### Ваше задание
Как в исходном тексте назван проект, по которому на пьедестал во дворе Мраморного дворца ставился «форд»?

### Исходный текст
Только что убрали броневик из внутреннего двора Мраморного дворца (сегодня мне его жаль, все-таки отличный технический рэди мэйд, от которого мгновенно отлипла вся псевдореволюционная мифология). Пьедестал оказался свободен. И тут из ничего материализовался ХА Шульт. Впрочем, это для нас, тогдашних, — из ничего. В действительности это был известнейший немецкий художник концептуалист, представленный в основных музеях и вошедший во все учебники благодаря своим акциям на Венецианской биеннале и нью-йоркскому хэппенингу «The Crash».
Известен он был и тем, что отказался жевать музейную травку в качестве одной из стареющих священных коров актуального искусства и круто изменил карьеру: стал — позор для правоверного концептуалиста, которому просто положено быть левым, — работать на корпорацию «Форд». При этом умудрился в качестве художественного мышления не уступить ни пяди основным фигурам contemporary art. «Форд» с золотыми крылышками (раньше кичевых путти Кунца), «форд» изо льда (привет самолету Кифера), «форд», летающий вокруг Кельнского собора (выпад в сторону Кристо). Вот с таким скандалистом, шоуменом и ньюсмейкером довелось мне встретиться в баре «Европейской». Он был похож на Карлсона — в комбинезончике, с каким-то суперстильным алюминиевым слесарным ящичком. И главное — с идеей, простой и убедительной. Идея покорила меня сразу. Как и моих друзей — Толю Белкина и Олега Тепцова. Мы стали работать над проектом сообща — пробивать, уговаривать, придумывать удобоваримую для руководства идеологию, находить связи, привязывающие проект к конкретной городской ситуации. Хотя чего там было особо придумывать — на пьедестал ленинского броневика ставился «форд». Все было ясно. Идеологический контекст не хотелось выпячивать, хотя он считывался сразу — мирная фордовская революция, промышленная, потребительская и т.д., оказалась долговечнее агрессивной ленинской. Художественный контекст — мрамор. «Форд мондео» для Мраморного дворца должен был быть мраморным, не иначе. Так возник проект «Мраморное время для Мраморного дворца». Он многому нас научил — чистоте приема, неизбежности обрастания контекстами, часто — незапрограммированными. Но главная школа началась во время установки. ХА Шульт безошибочно вписал «форд» в пространство двора— до миллиметра, до выдоха. Только тогда мрамор заработал, заискрила энергетика, овнешнели, оплотнели, укладываясь на ложе двора, контексты — Мраморное время начало отсчет. Оказывается, contemporary art не отрицает, страшно сказать, артистизма. Наши погрустнели: только расслабились, порешили, что в актуальном искусстве главное — идея, текст, проговор, а все остальное можно сделать тяп-ляп! А тут вроде бы насквозь буржуазная реализация, шикарный жест, артистизм, работа на публику — а крыть нечем! Значит, опять двойка, за работу, товарищи?

### Извлеченные данные
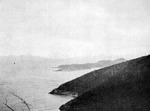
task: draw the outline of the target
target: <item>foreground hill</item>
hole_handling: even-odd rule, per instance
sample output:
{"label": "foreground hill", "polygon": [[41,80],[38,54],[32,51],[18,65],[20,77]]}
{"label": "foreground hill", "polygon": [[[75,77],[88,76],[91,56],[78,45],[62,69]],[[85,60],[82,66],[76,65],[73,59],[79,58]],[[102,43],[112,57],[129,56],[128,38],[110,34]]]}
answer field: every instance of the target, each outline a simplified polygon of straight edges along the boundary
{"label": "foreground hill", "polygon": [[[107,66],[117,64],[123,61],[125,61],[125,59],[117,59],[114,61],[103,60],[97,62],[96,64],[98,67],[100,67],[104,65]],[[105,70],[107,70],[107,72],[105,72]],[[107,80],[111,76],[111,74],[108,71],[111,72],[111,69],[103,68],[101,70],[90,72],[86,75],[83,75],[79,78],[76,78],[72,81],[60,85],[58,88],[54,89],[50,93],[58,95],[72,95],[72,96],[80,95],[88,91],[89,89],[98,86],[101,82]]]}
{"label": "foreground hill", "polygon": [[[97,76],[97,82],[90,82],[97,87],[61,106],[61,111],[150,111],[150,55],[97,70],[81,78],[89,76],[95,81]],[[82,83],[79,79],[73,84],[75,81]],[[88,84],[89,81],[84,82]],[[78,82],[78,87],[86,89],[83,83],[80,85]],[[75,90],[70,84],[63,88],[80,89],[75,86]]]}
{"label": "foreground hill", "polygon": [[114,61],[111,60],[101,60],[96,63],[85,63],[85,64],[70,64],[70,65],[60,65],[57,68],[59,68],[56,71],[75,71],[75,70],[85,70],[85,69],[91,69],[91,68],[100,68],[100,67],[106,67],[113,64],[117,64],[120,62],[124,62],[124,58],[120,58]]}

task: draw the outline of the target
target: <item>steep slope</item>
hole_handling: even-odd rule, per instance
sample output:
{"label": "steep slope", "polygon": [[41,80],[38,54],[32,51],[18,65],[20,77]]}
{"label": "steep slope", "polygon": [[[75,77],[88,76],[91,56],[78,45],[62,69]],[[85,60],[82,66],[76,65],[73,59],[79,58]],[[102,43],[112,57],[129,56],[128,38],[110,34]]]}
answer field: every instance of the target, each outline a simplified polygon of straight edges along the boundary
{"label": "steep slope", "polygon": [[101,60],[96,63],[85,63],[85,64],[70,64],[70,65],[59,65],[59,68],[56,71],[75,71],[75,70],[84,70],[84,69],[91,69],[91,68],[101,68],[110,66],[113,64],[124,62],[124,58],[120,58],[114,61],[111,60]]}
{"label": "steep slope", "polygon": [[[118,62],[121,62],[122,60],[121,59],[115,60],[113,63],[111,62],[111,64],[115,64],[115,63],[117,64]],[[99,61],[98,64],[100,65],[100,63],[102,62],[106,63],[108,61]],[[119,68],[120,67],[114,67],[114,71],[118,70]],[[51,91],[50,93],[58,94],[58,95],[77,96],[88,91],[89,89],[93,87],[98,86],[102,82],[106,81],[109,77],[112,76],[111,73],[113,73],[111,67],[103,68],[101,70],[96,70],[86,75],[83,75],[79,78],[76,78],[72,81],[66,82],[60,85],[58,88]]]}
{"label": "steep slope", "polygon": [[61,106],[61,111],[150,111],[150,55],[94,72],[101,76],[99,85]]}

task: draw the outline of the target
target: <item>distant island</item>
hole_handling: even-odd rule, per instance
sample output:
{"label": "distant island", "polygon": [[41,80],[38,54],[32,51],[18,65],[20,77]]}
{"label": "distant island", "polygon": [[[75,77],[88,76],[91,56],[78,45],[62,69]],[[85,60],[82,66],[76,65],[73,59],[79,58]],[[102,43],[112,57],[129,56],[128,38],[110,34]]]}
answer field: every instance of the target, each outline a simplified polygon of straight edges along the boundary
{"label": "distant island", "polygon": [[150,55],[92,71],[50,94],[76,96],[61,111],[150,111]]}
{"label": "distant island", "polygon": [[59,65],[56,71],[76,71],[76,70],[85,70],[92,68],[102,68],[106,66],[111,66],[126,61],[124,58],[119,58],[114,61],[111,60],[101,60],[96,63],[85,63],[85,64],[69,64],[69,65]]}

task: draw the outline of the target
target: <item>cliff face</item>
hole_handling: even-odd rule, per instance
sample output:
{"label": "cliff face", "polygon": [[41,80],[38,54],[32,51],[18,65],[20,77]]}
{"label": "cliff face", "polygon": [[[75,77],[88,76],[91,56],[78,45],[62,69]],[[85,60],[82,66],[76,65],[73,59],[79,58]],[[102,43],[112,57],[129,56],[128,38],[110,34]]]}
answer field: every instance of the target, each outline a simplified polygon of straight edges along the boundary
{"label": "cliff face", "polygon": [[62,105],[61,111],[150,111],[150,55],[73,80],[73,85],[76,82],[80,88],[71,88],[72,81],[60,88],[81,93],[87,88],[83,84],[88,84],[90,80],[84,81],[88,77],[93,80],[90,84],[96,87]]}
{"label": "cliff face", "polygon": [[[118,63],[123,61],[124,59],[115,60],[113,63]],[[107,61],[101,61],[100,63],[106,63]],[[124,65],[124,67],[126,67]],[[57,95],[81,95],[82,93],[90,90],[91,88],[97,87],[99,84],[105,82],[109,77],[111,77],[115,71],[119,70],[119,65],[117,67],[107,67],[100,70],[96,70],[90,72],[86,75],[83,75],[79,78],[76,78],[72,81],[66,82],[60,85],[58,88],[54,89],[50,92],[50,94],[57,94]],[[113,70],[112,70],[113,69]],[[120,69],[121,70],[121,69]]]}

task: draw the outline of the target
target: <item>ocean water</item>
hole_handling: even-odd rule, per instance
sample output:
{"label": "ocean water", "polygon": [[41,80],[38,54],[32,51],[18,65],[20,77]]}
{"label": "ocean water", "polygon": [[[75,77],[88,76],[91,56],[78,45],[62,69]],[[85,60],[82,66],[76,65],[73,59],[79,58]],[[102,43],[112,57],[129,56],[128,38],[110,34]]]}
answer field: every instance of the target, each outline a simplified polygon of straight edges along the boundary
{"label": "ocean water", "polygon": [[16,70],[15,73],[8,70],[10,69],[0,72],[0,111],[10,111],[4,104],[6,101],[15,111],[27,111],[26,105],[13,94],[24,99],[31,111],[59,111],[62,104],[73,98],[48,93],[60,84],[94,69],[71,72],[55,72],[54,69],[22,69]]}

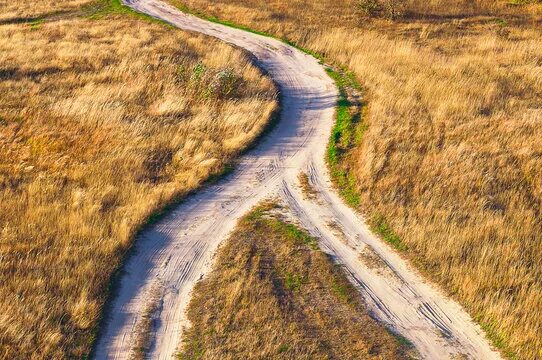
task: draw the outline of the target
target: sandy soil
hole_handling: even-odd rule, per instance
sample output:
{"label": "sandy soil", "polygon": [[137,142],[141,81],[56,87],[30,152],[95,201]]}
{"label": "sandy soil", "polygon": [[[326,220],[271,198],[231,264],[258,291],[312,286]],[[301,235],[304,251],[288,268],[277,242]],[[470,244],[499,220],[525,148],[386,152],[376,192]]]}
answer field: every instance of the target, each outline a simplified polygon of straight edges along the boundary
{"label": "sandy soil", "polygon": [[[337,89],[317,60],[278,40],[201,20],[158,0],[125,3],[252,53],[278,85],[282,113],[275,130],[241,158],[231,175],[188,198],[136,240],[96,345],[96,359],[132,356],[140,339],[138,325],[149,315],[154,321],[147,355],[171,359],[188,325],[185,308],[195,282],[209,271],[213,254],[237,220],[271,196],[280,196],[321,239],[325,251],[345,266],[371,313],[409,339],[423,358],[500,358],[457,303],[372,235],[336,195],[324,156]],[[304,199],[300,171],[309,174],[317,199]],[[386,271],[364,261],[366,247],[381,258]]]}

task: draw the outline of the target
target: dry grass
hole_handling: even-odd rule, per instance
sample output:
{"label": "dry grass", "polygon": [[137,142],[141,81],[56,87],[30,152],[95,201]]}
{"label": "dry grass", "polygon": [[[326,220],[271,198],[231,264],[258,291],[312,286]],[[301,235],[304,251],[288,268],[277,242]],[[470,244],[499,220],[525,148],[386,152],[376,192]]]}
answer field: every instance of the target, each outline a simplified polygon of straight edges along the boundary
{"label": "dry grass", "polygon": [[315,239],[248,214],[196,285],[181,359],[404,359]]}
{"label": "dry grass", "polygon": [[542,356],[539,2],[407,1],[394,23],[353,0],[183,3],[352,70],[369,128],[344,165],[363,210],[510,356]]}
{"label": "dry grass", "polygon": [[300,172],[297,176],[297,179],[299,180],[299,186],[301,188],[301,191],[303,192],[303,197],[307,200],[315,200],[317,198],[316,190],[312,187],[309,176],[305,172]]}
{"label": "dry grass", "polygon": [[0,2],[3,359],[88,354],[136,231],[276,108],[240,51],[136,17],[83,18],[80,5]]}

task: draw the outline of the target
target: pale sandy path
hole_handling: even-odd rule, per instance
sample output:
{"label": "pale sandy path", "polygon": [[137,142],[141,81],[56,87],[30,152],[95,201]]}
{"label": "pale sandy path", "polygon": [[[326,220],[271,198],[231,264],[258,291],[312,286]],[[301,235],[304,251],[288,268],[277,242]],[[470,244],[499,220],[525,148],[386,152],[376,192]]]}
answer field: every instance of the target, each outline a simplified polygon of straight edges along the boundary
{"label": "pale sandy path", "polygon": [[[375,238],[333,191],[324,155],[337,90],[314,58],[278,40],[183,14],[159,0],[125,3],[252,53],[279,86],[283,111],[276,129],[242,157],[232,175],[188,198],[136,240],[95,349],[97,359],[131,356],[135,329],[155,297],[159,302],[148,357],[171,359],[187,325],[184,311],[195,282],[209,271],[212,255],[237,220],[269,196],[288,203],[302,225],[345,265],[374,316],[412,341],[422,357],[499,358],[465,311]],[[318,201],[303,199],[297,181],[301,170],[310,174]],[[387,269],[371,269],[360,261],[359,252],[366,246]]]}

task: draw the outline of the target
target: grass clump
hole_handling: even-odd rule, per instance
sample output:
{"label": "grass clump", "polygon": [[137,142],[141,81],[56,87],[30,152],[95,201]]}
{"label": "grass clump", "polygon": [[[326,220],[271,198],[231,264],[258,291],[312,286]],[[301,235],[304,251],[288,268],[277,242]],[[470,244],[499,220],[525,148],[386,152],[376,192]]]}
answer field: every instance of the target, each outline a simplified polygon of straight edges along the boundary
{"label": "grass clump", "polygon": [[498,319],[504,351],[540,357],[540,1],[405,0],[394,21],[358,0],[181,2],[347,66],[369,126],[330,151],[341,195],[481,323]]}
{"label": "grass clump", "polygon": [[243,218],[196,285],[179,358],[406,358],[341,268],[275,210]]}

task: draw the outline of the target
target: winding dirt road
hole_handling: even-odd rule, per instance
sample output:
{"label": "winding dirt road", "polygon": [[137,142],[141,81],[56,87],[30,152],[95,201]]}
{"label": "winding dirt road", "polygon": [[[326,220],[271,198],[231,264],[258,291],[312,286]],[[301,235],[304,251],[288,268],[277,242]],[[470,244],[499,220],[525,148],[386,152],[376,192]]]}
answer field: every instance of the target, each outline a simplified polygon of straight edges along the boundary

### Решение
«Мраморное время для Мраморного дворца».